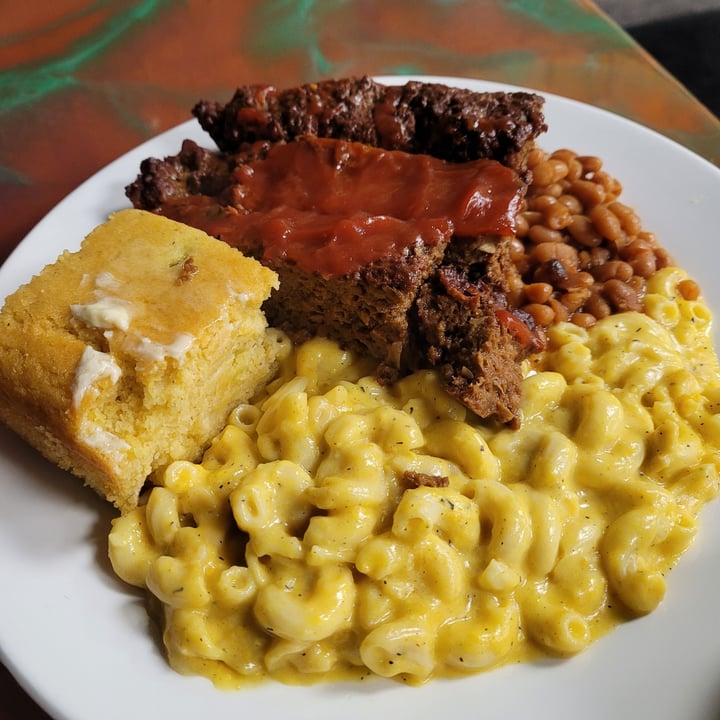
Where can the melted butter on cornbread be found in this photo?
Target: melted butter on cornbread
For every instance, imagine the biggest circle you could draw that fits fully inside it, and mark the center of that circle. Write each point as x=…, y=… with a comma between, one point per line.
x=129, y=353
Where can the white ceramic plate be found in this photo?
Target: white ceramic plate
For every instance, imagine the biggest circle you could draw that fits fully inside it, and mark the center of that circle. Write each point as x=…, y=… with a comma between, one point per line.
x=79, y=640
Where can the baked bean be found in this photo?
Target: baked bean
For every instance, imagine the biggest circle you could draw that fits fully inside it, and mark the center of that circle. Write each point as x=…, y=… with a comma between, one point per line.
x=538, y=292
x=590, y=164
x=589, y=193
x=575, y=170
x=564, y=154
x=611, y=185
x=557, y=216
x=541, y=202
x=613, y=270
x=521, y=225
x=627, y=216
x=560, y=312
x=532, y=217
x=607, y=224
x=583, y=231
x=643, y=263
x=540, y=234
x=571, y=203
x=556, y=189
x=566, y=254
x=548, y=172
x=580, y=253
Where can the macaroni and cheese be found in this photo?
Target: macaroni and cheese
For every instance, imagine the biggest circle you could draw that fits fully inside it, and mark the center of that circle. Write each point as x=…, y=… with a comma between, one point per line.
x=338, y=527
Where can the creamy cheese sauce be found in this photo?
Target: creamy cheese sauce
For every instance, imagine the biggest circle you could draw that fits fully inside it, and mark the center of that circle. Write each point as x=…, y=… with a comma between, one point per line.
x=338, y=527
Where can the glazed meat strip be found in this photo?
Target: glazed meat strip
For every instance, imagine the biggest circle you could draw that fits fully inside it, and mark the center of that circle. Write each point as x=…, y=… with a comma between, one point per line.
x=449, y=123
x=423, y=290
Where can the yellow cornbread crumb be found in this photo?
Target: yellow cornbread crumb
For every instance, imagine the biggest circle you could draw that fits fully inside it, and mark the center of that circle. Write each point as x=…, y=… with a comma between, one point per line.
x=130, y=353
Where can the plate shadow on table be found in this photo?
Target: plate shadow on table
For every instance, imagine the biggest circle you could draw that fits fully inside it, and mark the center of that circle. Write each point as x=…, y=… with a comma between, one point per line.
x=687, y=46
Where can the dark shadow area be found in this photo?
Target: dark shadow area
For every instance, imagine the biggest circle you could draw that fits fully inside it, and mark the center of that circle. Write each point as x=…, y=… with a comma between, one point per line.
x=688, y=46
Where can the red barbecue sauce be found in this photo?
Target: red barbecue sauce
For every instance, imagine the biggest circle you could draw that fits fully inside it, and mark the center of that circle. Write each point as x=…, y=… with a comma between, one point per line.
x=332, y=206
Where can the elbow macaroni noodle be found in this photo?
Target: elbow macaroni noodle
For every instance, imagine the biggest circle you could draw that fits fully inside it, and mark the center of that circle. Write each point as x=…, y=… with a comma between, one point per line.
x=304, y=545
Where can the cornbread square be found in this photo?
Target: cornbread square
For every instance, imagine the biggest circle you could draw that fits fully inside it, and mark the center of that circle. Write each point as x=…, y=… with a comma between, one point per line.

[Your task]
Print every record above exactly as written, leaving out the pictures.

[Final answer]
Where can the melted butter on cornbread be found in this photo?
Target: melted butter on cornbread
For every instance, imagine the biggest circle you could draw that fits fully inside it, and mark the center of that circle. Write each point as x=…, y=… with a comma between, one point per line.
x=129, y=353
Where can the white ceramic plate be found in this photo?
Target: white ceramic plate
For every instance, imagine the biggest circle you could draw that fits fully inside it, and mark the center of that circle. Write each point as x=…, y=… with a comma between, one point per line.
x=79, y=640
Where can the baked bean be found in this photo?
Target: baked bean
For every instance, imagine the biggest circle you could draw that fits fully inside it, and mark the center of that circle. Write each point as x=…, y=… with a comma between, one point per line.
x=538, y=292
x=590, y=164
x=589, y=193
x=575, y=170
x=564, y=154
x=611, y=185
x=557, y=216
x=541, y=202
x=613, y=270
x=521, y=225
x=627, y=216
x=560, y=312
x=532, y=217
x=607, y=224
x=583, y=231
x=643, y=263
x=540, y=234
x=571, y=203
x=556, y=189
x=566, y=254
x=548, y=172
x=580, y=253
Where can the macaroni and cheese be found in this photo?
Target: macaroni and cheese
For every instance, imagine the biggest circle you could draw that fits fully inside it, and mark the center of that circle. Write each point as x=…, y=… with a comma between, one point per line.
x=338, y=527
Where can the creamy cheese sauce be found in this photo?
Target: creamy cheese sauce
For every instance, imagine the biggest circle you could draw that fits fully inside it, and mark the center of that circle. Write each point as x=…, y=… with a comma between, one point per line.
x=338, y=527
Where can the glazed meat strip be found in this photo?
Target: glazed meat strip
For every instance, imagine the biggest circle you could draw that fits fully inside it, and mark the center of that circle. Write each point as x=…, y=… with a comma between, one point per line.
x=449, y=123
x=423, y=290
Where can the yellow cornbread crumb be found in this photo?
Target: yellow cornbread crumb
For every instance, imagine the biggest circle you could draw that fits fully inside it, and mark the center of that circle. Write each point as x=…, y=… with a comma between, one point per line.
x=130, y=353
Where can the plate shadow on table be found in this photo?
Target: plate shadow on table
For every instance, imagine the biggest circle you could draw that fits fully inside it, and mark the center of that circle. Write each point as x=…, y=… with a comma between, one point per line.
x=687, y=46
Where can the dark shadow area be found in this photo?
Target: dark shadow area
For every instance, imagine the biggest circle you could draw that fits fully inside it, and mark the center of that circle. Write each point as x=…, y=… with a comma between, one point per line.
x=688, y=46
Where can the red barbecue sauce be found in this photo?
Target: red barbecue sauce
For every instance, imagine the biggest circle you could draw that fits fully inside it, and mark the center of that circle. Write each point as x=…, y=… with a comma between, one point per line.
x=332, y=206
Where can the elbow macaroni noodle be found in this photo?
Target: elbow macaroni noodle
For every instance, imagine the biggest circle you could draw that fits fully inside it, and mark the center of that circle. Write each point as x=…, y=… with a comma between, one point per line.
x=304, y=545
Where can the cornbread square be found in this photo?
Target: cornbread square
For every instance, imagine the biggest circle you could draw that fits fully inside it, and mark the center of that circle. Write each point as x=…, y=… with a comma between, one point per line.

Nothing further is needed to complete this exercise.